Prompt 1 | Could you convert the entries, starting at the line that contains "Where in the photo above can the distant" and ending at the last of the entries, into a Markdown table with a Number column and a Text column, leaving out blank lines?

The e6400 still continued to pull 5.1GB/m (85MB/s) transfer rate according to partclone. With the e6410 pulling at 6.1GB/m (101MB/s) during a simultaneous transfer. I’m surprised and a bit confused how I can transfer (consume) more bandwidth than I have available on a single GbE link. But either way the NUC continued to serve both target computers at a normal rate.
So for this I think this Dual Core Celeron NUC is a suitable for a mobile deployment server and for a small office deployment server.
Target computer stats
e6400 CPU is core 2 duo P8800 @ 2.66Ghz 4GB RAM 80GB rotating hard drive
e6410 CPU is i7 M620 @ 2.67Ghz with 2GB RAM 160GB rotating hard drive -
Post date 12/26/15
To keep this thread from being miles long, I broke out some of the setup to external technical posts. The OS was installed on the NUC according to this document: https://forums.fogproject.org/topic/6384/install-fog-centos-7-on-intel-nuc-dn2820fykh
Since my home router doesn’t have the ability to set/change dhcp options 66 and 67 I had to install dnsmasq on my FOG server using what I outlined in this post https://forums.fogproject.org/topic/6376/install-dnsmasq-on-centos-7
The test FOG server was installed using the latest FOG trunk at the time of this writing (Cloud 5798).
For the target computer I used an old Dell e6400 that my brother discarded a few years ago. I use the image that was on that system as the reference image. The captured image is about 29GB in size. I captured the image to the NUC FOG server and then deployed that same image back to the target.
I would like to say that my initial upload and download test were really unimpressive. I had transfer rates about 10MB/s. I was about to scrap this whole idea because that is an unrealistic transfer rate and knowing my brother project would not be fast enough to deploy to the number of systems he had in the amount of time he had to complete. As I was thinking about it, 10MB/s is about the max transfer rate for 100Mb/s network.

Stored data |
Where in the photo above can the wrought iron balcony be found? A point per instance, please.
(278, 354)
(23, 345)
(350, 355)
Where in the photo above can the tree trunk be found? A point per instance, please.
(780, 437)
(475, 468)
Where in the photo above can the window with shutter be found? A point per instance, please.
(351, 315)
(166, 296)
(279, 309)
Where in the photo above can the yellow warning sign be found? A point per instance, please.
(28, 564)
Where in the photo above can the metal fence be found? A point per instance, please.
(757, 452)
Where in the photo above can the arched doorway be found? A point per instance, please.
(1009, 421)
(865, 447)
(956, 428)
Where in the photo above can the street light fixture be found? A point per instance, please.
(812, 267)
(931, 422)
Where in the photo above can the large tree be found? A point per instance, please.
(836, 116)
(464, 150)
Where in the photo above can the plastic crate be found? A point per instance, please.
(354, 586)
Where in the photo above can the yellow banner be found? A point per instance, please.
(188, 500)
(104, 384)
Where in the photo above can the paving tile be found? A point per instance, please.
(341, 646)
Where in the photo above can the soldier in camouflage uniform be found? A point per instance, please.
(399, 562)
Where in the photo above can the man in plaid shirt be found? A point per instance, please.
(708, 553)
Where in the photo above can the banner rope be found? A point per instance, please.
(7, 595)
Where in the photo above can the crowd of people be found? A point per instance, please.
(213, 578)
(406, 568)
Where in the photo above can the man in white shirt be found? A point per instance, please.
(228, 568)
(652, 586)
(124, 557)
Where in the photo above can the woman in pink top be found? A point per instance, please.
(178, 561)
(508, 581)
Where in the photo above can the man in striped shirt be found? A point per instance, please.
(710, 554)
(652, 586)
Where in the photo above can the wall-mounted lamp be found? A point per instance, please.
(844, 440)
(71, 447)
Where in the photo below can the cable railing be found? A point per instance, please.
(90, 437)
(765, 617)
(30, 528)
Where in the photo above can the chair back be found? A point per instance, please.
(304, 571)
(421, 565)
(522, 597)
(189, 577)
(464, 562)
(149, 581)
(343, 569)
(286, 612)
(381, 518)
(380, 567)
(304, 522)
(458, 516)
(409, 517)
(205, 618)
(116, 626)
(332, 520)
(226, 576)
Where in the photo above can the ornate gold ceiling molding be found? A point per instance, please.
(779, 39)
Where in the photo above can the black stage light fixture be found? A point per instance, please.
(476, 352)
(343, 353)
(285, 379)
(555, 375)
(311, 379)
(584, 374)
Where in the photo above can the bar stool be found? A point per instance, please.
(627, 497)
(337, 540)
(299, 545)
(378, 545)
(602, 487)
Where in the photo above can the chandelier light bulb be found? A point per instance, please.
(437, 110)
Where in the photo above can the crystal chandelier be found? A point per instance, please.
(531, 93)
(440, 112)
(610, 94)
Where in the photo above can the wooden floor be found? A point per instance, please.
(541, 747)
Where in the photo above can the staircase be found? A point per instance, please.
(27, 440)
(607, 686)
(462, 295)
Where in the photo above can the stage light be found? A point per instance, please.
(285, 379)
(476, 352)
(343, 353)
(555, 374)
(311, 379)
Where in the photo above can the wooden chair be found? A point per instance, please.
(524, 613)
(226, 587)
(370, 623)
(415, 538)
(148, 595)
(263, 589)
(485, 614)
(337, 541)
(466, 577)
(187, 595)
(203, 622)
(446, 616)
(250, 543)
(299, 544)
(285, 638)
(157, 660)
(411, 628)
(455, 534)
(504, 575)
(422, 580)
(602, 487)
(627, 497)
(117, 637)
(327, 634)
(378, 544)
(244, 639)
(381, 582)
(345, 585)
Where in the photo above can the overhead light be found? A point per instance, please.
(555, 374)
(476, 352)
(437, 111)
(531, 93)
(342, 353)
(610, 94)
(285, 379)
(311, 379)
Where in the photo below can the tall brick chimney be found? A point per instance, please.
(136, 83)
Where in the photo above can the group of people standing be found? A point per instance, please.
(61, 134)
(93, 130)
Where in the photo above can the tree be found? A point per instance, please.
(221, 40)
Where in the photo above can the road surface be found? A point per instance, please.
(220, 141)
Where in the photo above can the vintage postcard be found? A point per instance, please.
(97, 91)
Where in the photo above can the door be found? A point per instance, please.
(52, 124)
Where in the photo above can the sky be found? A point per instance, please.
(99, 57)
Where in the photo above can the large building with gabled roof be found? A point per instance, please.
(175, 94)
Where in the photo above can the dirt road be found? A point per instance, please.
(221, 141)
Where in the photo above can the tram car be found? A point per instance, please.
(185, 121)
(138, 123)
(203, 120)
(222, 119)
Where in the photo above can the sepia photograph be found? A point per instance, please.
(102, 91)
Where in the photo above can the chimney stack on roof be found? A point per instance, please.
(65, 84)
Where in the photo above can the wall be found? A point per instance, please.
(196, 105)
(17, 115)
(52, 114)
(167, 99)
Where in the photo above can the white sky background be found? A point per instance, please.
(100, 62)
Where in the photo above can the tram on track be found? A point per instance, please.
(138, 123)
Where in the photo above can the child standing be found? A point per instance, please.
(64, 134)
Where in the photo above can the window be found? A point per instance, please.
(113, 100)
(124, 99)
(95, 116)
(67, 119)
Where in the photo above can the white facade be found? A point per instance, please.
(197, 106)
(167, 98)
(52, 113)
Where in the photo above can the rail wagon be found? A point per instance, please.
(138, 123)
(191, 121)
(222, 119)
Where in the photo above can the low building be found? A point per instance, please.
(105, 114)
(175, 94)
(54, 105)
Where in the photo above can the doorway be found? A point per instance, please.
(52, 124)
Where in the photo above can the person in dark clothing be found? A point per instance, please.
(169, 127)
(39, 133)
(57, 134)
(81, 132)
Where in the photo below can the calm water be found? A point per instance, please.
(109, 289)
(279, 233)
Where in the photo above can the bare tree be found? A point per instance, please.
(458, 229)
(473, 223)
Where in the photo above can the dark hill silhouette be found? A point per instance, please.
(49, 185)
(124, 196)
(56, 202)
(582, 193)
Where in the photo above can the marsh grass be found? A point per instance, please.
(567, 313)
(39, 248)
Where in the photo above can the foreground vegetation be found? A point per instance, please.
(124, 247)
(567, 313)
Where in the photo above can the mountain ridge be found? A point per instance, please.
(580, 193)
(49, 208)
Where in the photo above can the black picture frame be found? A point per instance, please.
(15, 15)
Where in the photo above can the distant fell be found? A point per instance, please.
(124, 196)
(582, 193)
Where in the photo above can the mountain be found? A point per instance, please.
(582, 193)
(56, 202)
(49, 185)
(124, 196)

Prompt 2 | How would you carry on the post about testing a NUC as a FOG deployment server from where it stops?

Response 1 |
| Number | Text |
|---|---|
| 1 | Where in the photo above can the distant fell be found? A point per instance, please. |
| 2 | (124, 196) |
| 3 | (582, 193) |
| 4 | Where in the photo above can the mountain be found? A point per instance, please. |
| 5 | (582, 193) |
| 6 | (56, 202) |
| 7 | (49, 185) |
| 8 | (124, 196) |

Response 2 |
I checked the NUC and confirmed that it’s link state was 100Mb/s. Then I checked the switch the NUC was connected to. That is when I realized the switch was 100Mb switch. While this was disappointing it was not the fault of the NUC or the e6410.
My brother had a spare 8 port GbE switch at his house so it brought it with him.
Test this time with the GbE switch gave us a better idea of the capability of the NUC deploying to the e6410. This time we had deploy rates of 5GB/m or 83MB/s according to partclone. This is more of an acceptable transfer rate since it is closer to the max theoretical transfer rate for GbE at 125MB/s.
I tried to tweak/squeak a bit more throughput by modifying several kernal and nfs parameters. None had any significant improvement over the 83MB/s transfer rate.
For grins I ran hdparm on the NUC. Here are the stats of hdparm
# hdparm -Tt /dev/sda /dev/sda: Timing cached reads: 3072 MB in 2.00 seconds = 1536.39 MB/sec Timing buffered disk reads: 758 MB in 3.01 seconds = 252.05 MB/sec
As you can see I have a transfer rate of 252MB/s per second between the NUC and the 128GB SSD drive. So the disk channel on the NUC has sufficient capacity and isn’t the bottleneck.
I’m speculating that the bottleneck is actually on the target computer, either with decompressing the image or the disk subsystem on the target computer. I’m actually leaning towards the target computer’s hard drive since it is a spinning disk and not a SSD so a 83MB/s data path to a spinning disk is reasonable.
At this point I think I’m happy with the NUC and its single unicast deployment to the e6400. I would like to see if I can get an answer to the target computer hard drive stats and to see what happens when I try to deploy two systems at the same time. I suspect that is where the ssd in the NUC will have an advantage. CPU usage during the single unicast deployment was about 12% utilization with the highest process NFS.
I’m totally guessing at this point.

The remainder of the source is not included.